>> START Given data

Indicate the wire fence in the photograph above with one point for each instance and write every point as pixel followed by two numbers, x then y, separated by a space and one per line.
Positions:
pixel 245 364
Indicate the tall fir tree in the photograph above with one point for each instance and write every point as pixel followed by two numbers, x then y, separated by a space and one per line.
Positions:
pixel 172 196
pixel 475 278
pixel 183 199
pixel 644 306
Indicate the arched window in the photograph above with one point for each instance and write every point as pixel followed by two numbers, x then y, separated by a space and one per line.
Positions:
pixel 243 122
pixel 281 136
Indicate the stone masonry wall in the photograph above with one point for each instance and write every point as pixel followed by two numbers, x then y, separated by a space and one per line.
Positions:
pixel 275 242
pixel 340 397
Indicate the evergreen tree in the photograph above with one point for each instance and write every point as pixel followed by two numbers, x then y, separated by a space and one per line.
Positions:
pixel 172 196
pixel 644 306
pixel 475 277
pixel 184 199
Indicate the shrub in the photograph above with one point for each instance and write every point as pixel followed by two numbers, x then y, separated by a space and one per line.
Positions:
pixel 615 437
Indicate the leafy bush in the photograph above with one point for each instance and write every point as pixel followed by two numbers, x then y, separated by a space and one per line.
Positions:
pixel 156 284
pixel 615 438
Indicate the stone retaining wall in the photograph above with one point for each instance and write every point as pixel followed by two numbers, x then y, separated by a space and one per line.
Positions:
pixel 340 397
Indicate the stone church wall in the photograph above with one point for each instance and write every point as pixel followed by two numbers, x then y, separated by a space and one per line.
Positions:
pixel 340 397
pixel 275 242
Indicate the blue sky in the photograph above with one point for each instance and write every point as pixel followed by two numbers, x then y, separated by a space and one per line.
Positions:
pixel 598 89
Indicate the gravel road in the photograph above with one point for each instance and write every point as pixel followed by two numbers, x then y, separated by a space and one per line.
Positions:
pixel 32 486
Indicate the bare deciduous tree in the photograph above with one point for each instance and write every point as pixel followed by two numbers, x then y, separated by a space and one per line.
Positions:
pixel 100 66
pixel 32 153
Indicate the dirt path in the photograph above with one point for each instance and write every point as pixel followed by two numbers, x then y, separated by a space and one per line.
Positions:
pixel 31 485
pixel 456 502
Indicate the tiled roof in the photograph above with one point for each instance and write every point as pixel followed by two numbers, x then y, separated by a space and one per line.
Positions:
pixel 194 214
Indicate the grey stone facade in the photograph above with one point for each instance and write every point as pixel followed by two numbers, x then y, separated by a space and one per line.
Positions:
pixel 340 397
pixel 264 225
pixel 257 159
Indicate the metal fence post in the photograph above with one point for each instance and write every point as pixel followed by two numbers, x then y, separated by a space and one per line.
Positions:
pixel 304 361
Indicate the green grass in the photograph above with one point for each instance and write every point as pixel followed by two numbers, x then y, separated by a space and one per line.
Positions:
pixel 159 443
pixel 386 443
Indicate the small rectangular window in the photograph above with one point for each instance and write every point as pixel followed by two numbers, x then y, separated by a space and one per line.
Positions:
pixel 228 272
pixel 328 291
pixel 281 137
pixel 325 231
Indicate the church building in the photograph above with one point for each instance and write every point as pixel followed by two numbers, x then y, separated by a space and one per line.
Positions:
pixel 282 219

>> END Given data

Problem requirements:
Quote the entire listing above exactly.

Answer to this task:
Indicate the wire fence in the photograph above with one point for each instance and write every point as pixel followed by two numbers, x then y, separated by a space and one per line.
Positions:
pixel 245 364
Indicate the tall fir tree in the photograph above with one point for each instance and write every point as pixel followed by two numbers, x then y, separated by a space and one per line.
Positions:
pixel 172 196
pixel 475 278
pixel 183 199
pixel 644 306
Indicate the arched window in the photograph above with one point for each instance and write every point as pixel followed by two numbers, x then y, separated by a space and one per line.
Positions:
pixel 243 122
pixel 281 136
Indicate the stone masonry wall in the photograph above with one point for each instance and write every point as pixel followed by two numbers, x then y, separated by a space and one per line.
Positions:
pixel 275 242
pixel 340 397
Indicate the evergreen tree in the photograph above with one point for each instance and write every point as pixel followed by two numbers, x then y, separated by a space and one per line.
Positions:
pixel 172 196
pixel 644 306
pixel 475 277
pixel 184 199
Indicate the shrub in the photograph above with one point for each instance and write every point as pixel followed by two numbers, x then y, separated by a space and one per line.
Positions:
pixel 615 437
Indicate the leafy bush in the photograph above with one point for each instance and write every point as pixel followed by two numbers, x then y, separated by a space and one per line.
Positions:
pixel 156 284
pixel 615 438
Indicate the stone retaining wall in the photograph above with one point for each instance and write every point as pixel followed by two numbers, x then y, separated by a space and one per line.
Positions:
pixel 340 397
Indicate the stone church wall in the photograph above with one point for each instance and write every point as pixel followed by two numbers, x then y, separated by a space and one per line.
Positions:
pixel 340 397
pixel 275 242
Indicate the blue sky in the photograph above with one point for each instance and write every point as pixel followed by two numbers, x then y, separated by a space and one per line.
Positions:
pixel 598 89
Indicate the gravel road in the photograph above with one point for each instance and write every point as pixel followed by two numbers, x then y, separated by a space and one per line.
Positions:
pixel 32 486
Indicate the bare deciduous tree in the photograph above with one point for each instance and write every point as pixel followed by two numbers, x then y, separated by a space and one per line.
Positions:
pixel 100 66
pixel 32 153
Indicate the dirt path in the photograph above with one point for each instance and write every point as pixel followed by two numbers, x then y, separated by a space and one per line.
Positions:
pixel 31 485
pixel 456 502
Indicate the tiled roof in the photograph above with one point for each instance and write every point as pixel followed by two numbers, x then y, separated by a space and one per line.
Positions:
pixel 194 214
Indicate the grey stone facade in the photograph above with one point for each instance and write every point as pixel followed by two numbers, x then y, separated by a space and one per line.
Positions:
pixel 340 397
pixel 264 225
pixel 257 159
Indicate the metal fence post in the photograph above with one point for each instance and write every point as pixel followed by two numbers, x then y, separated by a space and one per line.
Positions:
pixel 304 361
Indicate the green grass in the photograph above with one point for each instance and write every point as pixel followed by two numbers, x then y, separated by a space and one per line.
Positions:
pixel 159 443
pixel 386 443
Indicate the small rectangular window in the photograph above with one point for each instance and write every point as pixel followed by two numbers, x then y, separated by a space and one per line.
Positions:
pixel 228 272
pixel 328 291
pixel 281 137
pixel 325 231
Indicate the church building in the photograph above with one point for each instance and write every point as pixel followed by two numbers, x then y, separated by a space and one per line.
Positions:
pixel 282 219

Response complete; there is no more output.